• Request:
Starting with the line that contains "of the gray" and going on through the final line of the items below, write down each line word for word.

>> Start Dataset content

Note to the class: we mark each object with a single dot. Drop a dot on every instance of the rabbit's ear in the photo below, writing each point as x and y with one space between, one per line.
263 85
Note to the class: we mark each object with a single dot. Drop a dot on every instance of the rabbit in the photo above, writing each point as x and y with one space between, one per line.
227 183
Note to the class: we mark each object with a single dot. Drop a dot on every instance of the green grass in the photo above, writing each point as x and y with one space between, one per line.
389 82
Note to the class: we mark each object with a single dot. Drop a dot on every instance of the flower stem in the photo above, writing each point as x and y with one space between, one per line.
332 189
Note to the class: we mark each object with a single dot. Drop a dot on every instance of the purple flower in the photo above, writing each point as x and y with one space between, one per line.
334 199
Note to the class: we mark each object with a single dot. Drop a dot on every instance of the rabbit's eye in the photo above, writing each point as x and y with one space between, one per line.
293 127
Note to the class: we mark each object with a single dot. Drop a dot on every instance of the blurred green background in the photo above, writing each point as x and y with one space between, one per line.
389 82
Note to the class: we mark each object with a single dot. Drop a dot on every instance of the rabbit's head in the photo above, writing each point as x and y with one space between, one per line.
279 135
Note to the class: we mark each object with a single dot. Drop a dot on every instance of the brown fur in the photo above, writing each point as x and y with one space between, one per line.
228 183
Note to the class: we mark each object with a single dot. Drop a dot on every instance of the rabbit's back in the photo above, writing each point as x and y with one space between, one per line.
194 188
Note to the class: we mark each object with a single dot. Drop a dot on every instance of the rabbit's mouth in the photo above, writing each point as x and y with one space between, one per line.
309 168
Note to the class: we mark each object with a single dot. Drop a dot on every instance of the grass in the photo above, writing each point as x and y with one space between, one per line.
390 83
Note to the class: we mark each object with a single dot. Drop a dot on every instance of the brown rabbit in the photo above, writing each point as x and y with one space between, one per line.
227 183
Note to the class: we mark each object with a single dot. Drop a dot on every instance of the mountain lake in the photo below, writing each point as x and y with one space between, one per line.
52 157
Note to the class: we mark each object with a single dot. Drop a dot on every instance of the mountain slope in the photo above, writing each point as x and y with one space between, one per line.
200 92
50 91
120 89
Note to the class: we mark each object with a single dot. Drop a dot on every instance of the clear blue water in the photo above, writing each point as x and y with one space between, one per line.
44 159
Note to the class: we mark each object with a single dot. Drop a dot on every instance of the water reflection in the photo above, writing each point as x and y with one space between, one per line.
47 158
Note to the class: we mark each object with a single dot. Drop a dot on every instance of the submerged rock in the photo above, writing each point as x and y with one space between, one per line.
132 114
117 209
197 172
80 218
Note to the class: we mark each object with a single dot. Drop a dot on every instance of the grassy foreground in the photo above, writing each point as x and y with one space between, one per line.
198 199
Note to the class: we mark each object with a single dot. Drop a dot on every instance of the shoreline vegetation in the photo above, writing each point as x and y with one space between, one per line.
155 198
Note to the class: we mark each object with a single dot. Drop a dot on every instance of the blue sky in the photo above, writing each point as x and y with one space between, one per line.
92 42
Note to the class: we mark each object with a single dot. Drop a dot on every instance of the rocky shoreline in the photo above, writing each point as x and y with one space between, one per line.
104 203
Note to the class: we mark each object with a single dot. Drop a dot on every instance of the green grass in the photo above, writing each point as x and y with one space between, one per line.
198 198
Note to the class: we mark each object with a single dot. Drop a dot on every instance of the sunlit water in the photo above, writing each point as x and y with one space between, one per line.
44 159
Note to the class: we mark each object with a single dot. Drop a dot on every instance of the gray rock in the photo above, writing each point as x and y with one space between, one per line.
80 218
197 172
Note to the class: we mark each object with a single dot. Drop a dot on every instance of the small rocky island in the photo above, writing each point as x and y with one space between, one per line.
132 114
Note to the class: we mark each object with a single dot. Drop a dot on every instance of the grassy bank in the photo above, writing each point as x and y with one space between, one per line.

>> End Dataset content

• Result of the exercise:
Note to the class: we mark each object with a single dot. Drop a dot on every instance of the gray rock in the photo above, writing each point as x and y with one space between, one per line.
80 218
197 172
Note to the class: we mark each object with a single dot. Drop a dot on every instance of the small rocky island in the photo above, writing each point as x and y with one space between, one per line.
132 114
Note to the class: we mark each object with a single dot. Drop a dot on every instance of the grassy bank in the photo above, writing each point as x and y with one space between, one per line.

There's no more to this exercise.